# Short exercise
Output the stretch from the line containing "occurrence of fine" through the line containing "[137,20,360,57]" as a JSON list of strings, with one string per line and blank lines left out.

[Excerpt from a data file]

++++

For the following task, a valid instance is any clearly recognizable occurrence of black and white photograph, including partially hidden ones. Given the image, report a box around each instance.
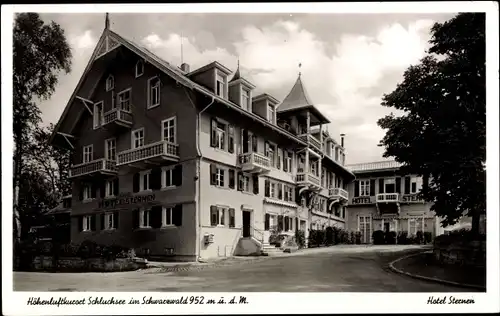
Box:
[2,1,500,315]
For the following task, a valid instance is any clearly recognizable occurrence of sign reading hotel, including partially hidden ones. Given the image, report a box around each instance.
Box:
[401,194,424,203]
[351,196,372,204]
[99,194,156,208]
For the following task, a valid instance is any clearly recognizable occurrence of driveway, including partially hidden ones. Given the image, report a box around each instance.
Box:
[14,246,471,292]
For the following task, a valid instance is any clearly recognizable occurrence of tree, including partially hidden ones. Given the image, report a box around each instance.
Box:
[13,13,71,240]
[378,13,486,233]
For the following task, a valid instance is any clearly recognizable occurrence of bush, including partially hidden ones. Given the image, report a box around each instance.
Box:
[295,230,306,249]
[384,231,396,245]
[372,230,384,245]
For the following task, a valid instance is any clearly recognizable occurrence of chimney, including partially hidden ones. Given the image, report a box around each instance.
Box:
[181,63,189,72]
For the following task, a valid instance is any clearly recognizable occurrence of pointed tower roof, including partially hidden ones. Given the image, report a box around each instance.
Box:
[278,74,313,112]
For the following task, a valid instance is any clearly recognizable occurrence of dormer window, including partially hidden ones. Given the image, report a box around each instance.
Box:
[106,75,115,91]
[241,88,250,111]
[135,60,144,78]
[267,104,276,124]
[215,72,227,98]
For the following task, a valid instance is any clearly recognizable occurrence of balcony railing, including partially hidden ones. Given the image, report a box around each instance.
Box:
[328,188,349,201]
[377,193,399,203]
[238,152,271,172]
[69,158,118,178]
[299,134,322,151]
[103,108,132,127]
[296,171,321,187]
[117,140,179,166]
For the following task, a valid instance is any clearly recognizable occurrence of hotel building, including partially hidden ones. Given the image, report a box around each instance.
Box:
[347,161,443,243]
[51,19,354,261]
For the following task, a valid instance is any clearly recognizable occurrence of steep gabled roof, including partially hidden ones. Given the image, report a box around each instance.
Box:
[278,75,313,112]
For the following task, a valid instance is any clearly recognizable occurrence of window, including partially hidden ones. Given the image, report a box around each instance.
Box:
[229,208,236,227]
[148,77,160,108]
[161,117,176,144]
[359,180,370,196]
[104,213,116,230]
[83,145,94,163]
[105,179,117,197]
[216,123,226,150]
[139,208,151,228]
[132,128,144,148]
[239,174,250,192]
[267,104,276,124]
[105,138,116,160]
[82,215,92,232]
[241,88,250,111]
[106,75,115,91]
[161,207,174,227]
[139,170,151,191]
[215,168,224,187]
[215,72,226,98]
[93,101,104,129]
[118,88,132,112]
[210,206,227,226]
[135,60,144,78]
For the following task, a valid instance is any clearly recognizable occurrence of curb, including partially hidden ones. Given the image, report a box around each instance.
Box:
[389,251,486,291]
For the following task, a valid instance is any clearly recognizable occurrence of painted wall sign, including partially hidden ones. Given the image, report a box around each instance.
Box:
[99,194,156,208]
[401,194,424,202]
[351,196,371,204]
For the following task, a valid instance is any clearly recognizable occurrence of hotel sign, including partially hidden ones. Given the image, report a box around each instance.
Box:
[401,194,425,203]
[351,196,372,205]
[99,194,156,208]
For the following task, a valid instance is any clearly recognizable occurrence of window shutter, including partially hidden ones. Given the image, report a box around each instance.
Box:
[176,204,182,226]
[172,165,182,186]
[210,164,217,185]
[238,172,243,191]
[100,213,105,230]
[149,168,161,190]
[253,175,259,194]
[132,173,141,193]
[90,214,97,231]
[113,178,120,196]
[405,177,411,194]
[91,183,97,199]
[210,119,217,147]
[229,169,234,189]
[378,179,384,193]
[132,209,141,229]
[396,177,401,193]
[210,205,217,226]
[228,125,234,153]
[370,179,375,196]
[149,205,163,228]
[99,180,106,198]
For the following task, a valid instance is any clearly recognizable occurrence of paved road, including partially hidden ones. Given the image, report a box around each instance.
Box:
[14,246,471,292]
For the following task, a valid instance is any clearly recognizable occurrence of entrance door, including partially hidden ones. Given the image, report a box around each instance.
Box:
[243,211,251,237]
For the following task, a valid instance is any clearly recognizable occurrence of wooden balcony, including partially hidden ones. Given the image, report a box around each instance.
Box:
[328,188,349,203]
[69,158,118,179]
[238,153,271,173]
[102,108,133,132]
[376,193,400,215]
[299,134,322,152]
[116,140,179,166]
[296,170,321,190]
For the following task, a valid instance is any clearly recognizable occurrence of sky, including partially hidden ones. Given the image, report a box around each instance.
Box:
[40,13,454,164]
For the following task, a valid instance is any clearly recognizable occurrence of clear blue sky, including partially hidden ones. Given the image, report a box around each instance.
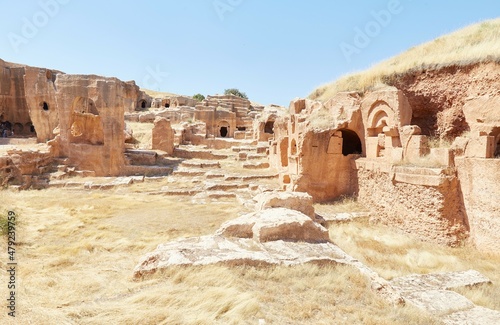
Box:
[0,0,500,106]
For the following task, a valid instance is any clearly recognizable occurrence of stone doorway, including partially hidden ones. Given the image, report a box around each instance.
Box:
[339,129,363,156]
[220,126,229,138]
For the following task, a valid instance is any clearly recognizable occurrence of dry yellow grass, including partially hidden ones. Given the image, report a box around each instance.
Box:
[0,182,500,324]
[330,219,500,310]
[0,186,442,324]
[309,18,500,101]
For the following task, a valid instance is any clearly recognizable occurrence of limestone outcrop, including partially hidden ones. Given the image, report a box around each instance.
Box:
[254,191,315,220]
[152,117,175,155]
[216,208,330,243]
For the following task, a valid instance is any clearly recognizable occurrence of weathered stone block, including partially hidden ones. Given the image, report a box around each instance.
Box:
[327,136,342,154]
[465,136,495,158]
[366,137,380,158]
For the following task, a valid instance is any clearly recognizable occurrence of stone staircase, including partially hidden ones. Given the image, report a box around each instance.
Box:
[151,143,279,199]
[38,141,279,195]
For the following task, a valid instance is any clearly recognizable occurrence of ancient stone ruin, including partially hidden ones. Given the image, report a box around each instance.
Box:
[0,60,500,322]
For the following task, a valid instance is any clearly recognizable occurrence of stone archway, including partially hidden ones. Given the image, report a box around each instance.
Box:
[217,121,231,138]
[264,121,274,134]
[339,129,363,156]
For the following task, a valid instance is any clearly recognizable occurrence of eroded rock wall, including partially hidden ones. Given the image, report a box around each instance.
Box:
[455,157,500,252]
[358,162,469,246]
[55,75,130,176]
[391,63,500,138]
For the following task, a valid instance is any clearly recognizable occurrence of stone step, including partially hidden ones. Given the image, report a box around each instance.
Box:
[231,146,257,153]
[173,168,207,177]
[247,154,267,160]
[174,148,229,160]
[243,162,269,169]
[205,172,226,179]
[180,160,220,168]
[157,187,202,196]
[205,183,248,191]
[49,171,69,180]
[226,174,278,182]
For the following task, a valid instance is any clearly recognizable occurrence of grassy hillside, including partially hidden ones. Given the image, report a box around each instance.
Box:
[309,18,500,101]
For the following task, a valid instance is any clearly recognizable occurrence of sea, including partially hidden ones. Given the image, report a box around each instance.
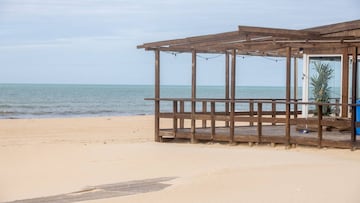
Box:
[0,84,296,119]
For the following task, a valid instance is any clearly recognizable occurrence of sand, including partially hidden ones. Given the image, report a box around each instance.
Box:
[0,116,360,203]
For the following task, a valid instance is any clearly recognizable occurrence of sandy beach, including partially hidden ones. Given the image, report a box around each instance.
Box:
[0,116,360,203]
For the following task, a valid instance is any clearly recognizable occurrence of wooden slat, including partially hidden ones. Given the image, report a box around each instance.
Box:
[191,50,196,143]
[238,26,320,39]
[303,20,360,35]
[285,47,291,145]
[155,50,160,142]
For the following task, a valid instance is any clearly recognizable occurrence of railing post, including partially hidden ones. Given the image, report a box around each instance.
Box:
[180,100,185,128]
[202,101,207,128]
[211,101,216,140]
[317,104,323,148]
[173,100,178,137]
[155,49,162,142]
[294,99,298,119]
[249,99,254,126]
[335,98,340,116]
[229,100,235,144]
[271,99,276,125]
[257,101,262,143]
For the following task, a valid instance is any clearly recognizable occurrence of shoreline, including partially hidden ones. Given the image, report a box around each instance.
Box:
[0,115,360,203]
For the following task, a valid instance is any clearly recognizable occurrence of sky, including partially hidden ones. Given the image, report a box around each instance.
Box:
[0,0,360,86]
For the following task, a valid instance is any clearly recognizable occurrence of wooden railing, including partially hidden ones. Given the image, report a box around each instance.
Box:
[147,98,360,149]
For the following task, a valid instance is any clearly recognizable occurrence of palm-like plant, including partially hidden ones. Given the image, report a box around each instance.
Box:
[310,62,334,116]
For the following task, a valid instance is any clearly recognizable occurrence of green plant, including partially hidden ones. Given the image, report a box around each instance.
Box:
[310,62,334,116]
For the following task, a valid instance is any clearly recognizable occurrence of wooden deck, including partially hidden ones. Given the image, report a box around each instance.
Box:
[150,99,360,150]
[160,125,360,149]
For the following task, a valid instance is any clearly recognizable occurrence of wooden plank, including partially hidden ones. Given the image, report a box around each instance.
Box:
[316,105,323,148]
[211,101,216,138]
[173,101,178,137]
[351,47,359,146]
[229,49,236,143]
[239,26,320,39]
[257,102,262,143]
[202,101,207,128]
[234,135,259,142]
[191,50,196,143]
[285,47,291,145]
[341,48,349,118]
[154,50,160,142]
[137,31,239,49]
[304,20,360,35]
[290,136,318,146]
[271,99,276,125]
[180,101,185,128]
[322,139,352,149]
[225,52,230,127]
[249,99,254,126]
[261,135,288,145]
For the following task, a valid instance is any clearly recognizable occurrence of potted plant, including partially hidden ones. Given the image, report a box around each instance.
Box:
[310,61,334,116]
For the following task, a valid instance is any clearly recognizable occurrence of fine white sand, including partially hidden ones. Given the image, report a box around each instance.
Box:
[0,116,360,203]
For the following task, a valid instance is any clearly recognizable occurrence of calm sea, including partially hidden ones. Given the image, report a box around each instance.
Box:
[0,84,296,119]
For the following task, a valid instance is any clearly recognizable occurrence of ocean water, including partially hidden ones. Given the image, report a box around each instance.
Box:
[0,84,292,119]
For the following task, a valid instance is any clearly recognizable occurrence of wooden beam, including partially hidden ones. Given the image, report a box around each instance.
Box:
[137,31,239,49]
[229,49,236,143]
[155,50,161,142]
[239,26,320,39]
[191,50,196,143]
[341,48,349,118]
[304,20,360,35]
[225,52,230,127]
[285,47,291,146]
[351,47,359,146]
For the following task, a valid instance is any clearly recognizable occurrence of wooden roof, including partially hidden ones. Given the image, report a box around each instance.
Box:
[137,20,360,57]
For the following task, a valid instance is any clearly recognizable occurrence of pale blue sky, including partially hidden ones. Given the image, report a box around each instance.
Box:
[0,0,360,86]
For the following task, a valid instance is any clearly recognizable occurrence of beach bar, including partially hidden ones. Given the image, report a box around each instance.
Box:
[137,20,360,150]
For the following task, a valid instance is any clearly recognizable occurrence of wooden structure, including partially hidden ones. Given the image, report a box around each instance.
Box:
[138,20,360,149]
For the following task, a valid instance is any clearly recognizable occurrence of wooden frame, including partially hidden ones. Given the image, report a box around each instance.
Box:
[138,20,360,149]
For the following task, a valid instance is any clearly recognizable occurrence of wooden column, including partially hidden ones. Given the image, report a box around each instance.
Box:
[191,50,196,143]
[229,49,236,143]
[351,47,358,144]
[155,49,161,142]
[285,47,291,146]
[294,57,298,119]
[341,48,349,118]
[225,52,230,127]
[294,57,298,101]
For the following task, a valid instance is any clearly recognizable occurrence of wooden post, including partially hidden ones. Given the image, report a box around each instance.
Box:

++++

# Result of the exercise
[
  "For the following task, a valid instance is any clearly recognizable occurrence of fine white sand, including partially hidden ones. Given the image, report a box around each instance.",
  "Box:",
  "[0,116,360,203]",
  "For the following task, a valid instance is any clearly recognizable occurrence of calm sea, including partially hidden ones. Given the image, report a box around each instance.",
  "Box:",
  "[0,84,296,119]",
  "For the following task, a valid instance is any clearly recognizable occurrence of ocean water, including partially hidden ones. Given the image, report a box around each instance.",
  "Box:",
  "[0,84,292,119]",
  "For the following task, a valid instance is any clearly recognizable occurrence of wooden beam, including partially hidden ones. Given the image, report a box around each instance.",
  "Box:",
  "[137,31,239,49]",
  "[229,49,236,143]",
  "[155,50,161,142]",
  "[239,26,320,39]",
  "[191,50,196,143]",
  "[341,48,349,118]",
  "[304,20,360,35]",
  "[225,52,230,127]",
  "[285,47,291,146]",
  "[351,47,359,146]",
  "For the following task, a valid instance is any clearly recognizable occurrence of wooden roof, including partially hidden ones. Given the image, report a box around each instance.",
  "Box:",
  "[137,20,360,57]"
]